----- MATERIALS PROVIDED -----

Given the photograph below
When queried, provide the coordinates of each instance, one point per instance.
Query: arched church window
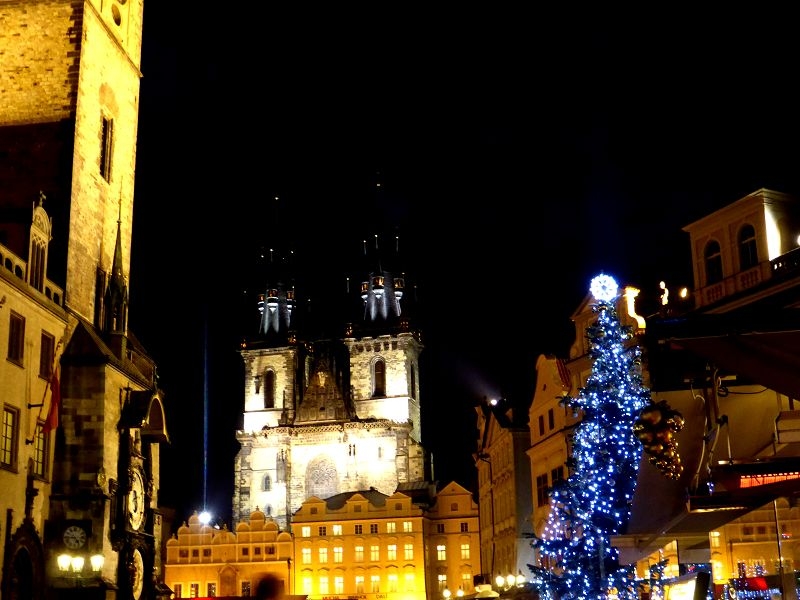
(713, 262)
(379, 378)
(269, 389)
(748, 251)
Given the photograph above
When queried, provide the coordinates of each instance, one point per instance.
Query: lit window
(464, 551)
(410, 582)
(41, 452)
(408, 551)
(8, 449)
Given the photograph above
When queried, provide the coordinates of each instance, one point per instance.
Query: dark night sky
(521, 154)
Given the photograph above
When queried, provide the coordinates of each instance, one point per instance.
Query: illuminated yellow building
(203, 561)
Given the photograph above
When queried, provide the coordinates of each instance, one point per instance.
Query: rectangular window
(41, 452)
(410, 582)
(8, 447)
(408, 551)
(464, 551)
(541, 490)
(107, 144)
(46, 353)
(16, 338)
(441, 552)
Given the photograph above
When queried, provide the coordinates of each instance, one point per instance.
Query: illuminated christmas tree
(576, 558)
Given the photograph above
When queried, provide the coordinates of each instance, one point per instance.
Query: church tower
(325, 416)
(68, 134)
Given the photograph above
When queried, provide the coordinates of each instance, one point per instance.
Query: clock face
(136, 500)
(74, 537)
(138, 575)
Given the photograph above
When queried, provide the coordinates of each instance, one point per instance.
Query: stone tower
(68, 131)
(324, 416)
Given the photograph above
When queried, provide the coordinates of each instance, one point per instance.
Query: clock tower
(68, 133)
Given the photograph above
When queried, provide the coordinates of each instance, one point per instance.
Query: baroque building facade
(82, 433)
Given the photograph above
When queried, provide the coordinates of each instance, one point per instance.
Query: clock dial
(138, 574)
(74, 537)
(136, 500)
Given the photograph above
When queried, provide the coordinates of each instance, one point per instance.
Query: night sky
(519, 154)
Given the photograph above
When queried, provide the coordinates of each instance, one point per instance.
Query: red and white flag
(55, 404)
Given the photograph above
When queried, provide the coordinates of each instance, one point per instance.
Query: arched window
(713, 260)
(748, 251)
(379, 378)
(269, 389)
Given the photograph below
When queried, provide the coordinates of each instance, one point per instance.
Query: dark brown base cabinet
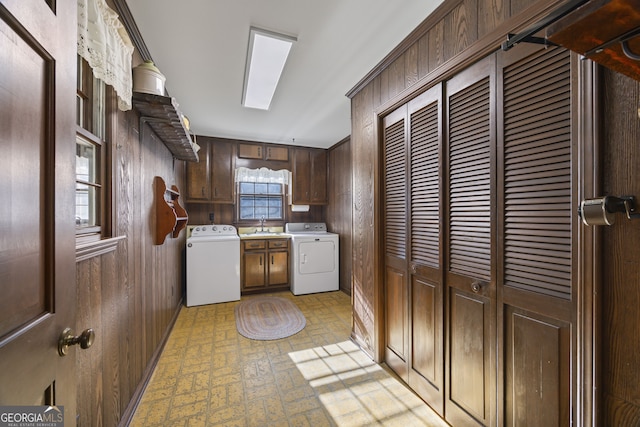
(479, 238)
(264, 265)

-----

WHAT YOU HAVE TO DO → Take the listing and print it again exactly, but without any pictures.

SOLUTION TO THE EXERCISE →
Given the photograph below
When queried, provide the coordinates of each instance, one point per instance.
Query: arched church window
(713, 262)
(379, 378)
(269, 389)
(748, 251)
Given the photograph above
When queried, provide the coordinates of each instance, one point per instance.
Query: lit window
(464, 551)
(410, 582)
(41, 452)
(408, 551)
(8, 449)
Given the photograph above
When queried, provide the coordinates of each instance, one point per instance.
Query: dark night sky
(521, 154)
Given the photograph above
When queried, provide the coordinates of each instance, one point per instance.
Query: illuminated yellow building
(203, 561)
Given the photograph above
When queried, provide the coordinates of each instance, one point per instance.
Query: rectangular window
(41, 452)
(410, 582)
(8, 447)
(408, 551)
(464, 551)
(541, 490)
(107, 144)
(46, 353)
(16, 338)
(441, 552)
Given the photograph above
When queried, provide the coordinates of each instance, one point per instance.
Query: illuminated christmas tree
(576, 558)
Given the photograph above
When queried, provide the coordinates of each instance, one point per instance.
Query: church tower
(325, 416)
(68, 134)
Given the photograph above
When queried, provide the coordinates of each instance, one point per instance.
Query: clock face
(136, 500)
(74, 537)
(138, 575)
Given the photograph above
When queried, provide the coordinates of each instance, one point per instance.
Query: stone tower
(68, 131)
(324, 416)
Given the photograph above
When queried, provide the coordinates of each instance, one point per instance.
Query: clock tower
(68, 133)
Given the photograph above
When queried, provide the coordinates of each instance, one point per instance.
Query: baroque building facade
(82, 433)
Given the photograph above
When queried, provide the coordinates of each instance, one point per instance.
Query: clock dial
(138, 574)
(74, 537)
(136, 500)
Given the photograph above
When queried, provide the coordinates of each instance, one point per instance.
Query: night sky
(519, 154)
Given the photograph above
When queried, provide the coordinates of each instance, one point per instance.
Query: red and white flag
(55, 404)
Given the photograph above
When queried, provide the coordinates of each instance, one point per instance.
Query: arched window
(713, 260)
(748, 251)
(379, 378)
(269, 389)
Given the photograph below
When queried, provide the coordinates of each instance, one point per instance.
Query: dark brown base cabinet
(479, 238)
(264, 265)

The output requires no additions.